= Stated task =
Format the data below as a numbered list, one item per line, skipping any blank lines. Leave the pictures out of your answer.

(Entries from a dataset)
------

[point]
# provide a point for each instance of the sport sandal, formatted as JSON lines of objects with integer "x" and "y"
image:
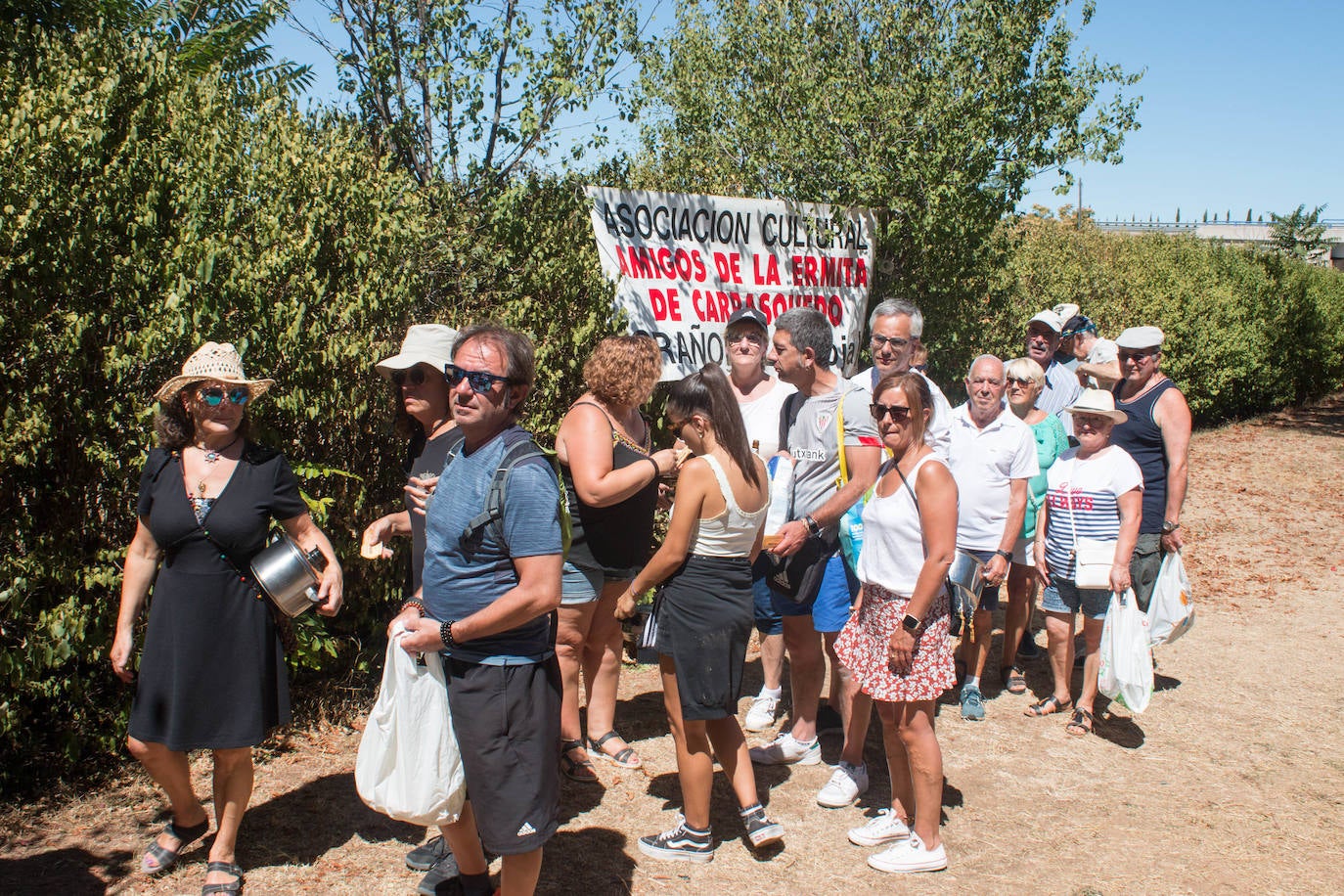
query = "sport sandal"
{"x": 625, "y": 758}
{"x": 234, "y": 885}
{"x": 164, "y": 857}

------

= Task response =
1. [point]
2. # provide a point for each instance of the sport sandal, formatted as JSON lines of objects with integer "x" and "y"
3. image:
4. query = "sport sandal"
5. {"x": 625, "y": 758}
6. {"x": 234, "y": 885}
7. {"x": 164, "y": 857}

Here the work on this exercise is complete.